Consigna 1: Indica si cada afirmación concuerda con el pasaje sobre la lucha interior. Responde sí o no y cita las palabras exactas del pasaje que lo deciden: (a) Las palabras que hicieron reflexionar al autor provienen de la carta de San Pablo a los Romanos. (b) Según el pasaje, sentir y consentir son lo mismo. (c) El pasaje afirma que debemos sentirnos mal por la lucha interior.

Hace muchos años, escudriñando la palabra de Dios, descubrí un texto bíblico que realmente me estremeció porque narraba claramente la lucha interior que vivía y me hizo comprender que no estaba solo en esta batalla y que no era el único al que le costaba seguir el camino trazado por Dios. Lo que encontré me ayudó a comprender por qué mi espíritu era animoso, pero mi carne débil. Aquellas palabras que me hicieron reflexionar fueron tomadas de la carta de San Pablo a los Romanos 7, 14-25.  

Dicho apartado dice “porque sabemos que la Ley es espiritual, pero yo soy carnal, y estoy vendido como esclavo al pecado y ni siquiera entiendo lo que hago, porque no hago lo que quiero sino lo que aborrezco. Pero si hago lo que no quiero, con eso reconozco que la Ley es buena. Pero entonces, no soy yo quien hace eso, sino el pecado que reside en mí, porque sé que nada bueno hay en mí, es decir, en mi carne. En efecto, el deseo de hacer el bien está a mi alcance, pero no el realizarlo. Y así, no hago el bien que quiero, sino el mal que no quiero. Pero cuando hago lo que no quiero, no soy yo quien lo hace, sino el pecado que reside en mí. De esa manera, vengo a descubrir esta ley: queriendo hacer el bien, se me presenta el mal. Porque de acuerdo con el hombre interior, me complazco en la Ley de Dios, pero observo que hay en mis miembros otra ley que lucha contra la ley de mi razón y me ata a la ley del pecado que está en mis miembros. ¡Ay de mí! ¿Quién podrá librarme de este cuerpo que me lleva a la muerte?
¡Gracias a Dios, por Jesucristo, nuestro Señor! En una palabra, con mi razón sirvo a la Ley de Dios, pero con mi carne sirvo a la ley del pecado.”

Es impresionante el realismo con el que San Pablo nos habla de la concupiscencia, de esa inclinación por el pecado que tenemos. Muchos han visto en el texto un maravilloso recurso para aconsejar, más aun, para comprender la violenta lucha interior que todos en algún momento de nuestra vida libramos, y por la cual no debemos sentirnos mal. Recordemos que no es lo mismo sentir que consentir, ya que en el sentir no se presupone al consentimiento, como cuando llegan malos pensamientos; por el contrario en el consentir  se advierte la voluntad de mantenerse en ese estado.

Quiero que analices el siguiente párrafo, léelo con ojos de fe y si te sientes identificado, encontrarás la respuesta que Cristo te da.

Cuando la tentación llega y sentimos que no tenemos a donde ir, cuando la carne lucha por el control de nuestros pensamientos y surgen las sombras de confusión y uno siente que se desplomará, cuando la debilidad aumenta, y borra de nuestra mente el buen conocimiento; cuando las excusas sobran, y como San Pablo gritamos “¡Ay de mí! ¿Quién podrá librarme de este cuerpo que me lleva a la muerte?”. Igualmente, cuando sientes que ya nada importa, recuerda el GRAN AMOR DEL PADRE, clama a Dios, invoca su auxilio, denuncia la tentación y entonces recibirás el poder que viene de lo alto que te concederá la gracia que aplacará la tormenta.

Entradas del ejercicio:
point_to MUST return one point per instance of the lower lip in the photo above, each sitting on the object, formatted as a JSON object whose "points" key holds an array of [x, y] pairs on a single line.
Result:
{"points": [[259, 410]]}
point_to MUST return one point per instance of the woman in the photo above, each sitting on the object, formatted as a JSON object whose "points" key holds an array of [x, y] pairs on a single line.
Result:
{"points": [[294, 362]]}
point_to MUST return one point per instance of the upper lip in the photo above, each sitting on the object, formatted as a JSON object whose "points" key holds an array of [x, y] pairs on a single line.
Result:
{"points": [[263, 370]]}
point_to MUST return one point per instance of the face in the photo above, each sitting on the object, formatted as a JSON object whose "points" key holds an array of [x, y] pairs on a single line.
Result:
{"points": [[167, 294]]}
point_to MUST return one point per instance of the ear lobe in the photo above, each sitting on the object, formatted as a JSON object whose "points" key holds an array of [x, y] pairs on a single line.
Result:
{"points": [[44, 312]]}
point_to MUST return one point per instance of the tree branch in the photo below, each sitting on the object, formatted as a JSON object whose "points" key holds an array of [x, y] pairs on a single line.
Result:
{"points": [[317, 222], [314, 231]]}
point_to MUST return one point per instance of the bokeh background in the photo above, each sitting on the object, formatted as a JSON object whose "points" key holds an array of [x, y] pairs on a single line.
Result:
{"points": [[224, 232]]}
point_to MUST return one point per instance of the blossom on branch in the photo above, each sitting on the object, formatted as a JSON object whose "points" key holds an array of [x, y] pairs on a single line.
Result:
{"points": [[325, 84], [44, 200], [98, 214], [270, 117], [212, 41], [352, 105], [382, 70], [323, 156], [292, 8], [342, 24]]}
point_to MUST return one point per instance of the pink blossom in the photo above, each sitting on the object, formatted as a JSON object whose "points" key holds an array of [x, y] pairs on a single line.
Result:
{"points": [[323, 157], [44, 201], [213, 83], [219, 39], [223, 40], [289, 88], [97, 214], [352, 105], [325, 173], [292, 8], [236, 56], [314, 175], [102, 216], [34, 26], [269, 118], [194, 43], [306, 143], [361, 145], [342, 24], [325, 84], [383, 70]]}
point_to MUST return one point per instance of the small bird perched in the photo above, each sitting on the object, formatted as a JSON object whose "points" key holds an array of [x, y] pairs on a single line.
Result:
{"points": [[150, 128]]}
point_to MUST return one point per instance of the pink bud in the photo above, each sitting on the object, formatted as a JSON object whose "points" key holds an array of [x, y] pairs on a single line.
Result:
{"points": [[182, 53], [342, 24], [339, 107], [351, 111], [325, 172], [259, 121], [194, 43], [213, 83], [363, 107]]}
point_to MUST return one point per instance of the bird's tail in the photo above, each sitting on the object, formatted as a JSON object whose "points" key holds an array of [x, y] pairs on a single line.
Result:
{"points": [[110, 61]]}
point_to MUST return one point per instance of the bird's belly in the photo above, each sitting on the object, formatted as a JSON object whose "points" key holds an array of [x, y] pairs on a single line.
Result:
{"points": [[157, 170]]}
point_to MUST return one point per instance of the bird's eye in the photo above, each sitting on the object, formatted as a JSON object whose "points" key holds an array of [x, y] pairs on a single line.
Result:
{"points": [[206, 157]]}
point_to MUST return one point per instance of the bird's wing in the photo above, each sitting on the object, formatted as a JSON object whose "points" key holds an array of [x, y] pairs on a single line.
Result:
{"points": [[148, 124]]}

Consigna 2: Por favor, reproduce sin cambios las líneas de las entradas que van desde la línea que contiene "point_to MUST return one point per instance of the bird's wing" hasta el final de las entradas, ambos extremos incluidos.

Respuesta correcta 1:
(a) Sí: "Aquellas palabras que me hicieron reflexionar fueron tomadas de la carta de San Pablo a los Romanos 7, 14-25."
(b) No: "Recordemos que no es lo mismo sentir que consentir".
(c) No: "la violenta lucha interior que todos en algún momento de nuestra vida libramos, y por la cual no debemos sentirnos mal."

Respuesta correcta 2:
point_to MUST return one point per instance of the bird's wing in the photo above, each sitting on the object, formatted as a JSON object whose "points" key holds an array of [x, y] pairs on a single line.
Result:
{"points": [[148, 124]]}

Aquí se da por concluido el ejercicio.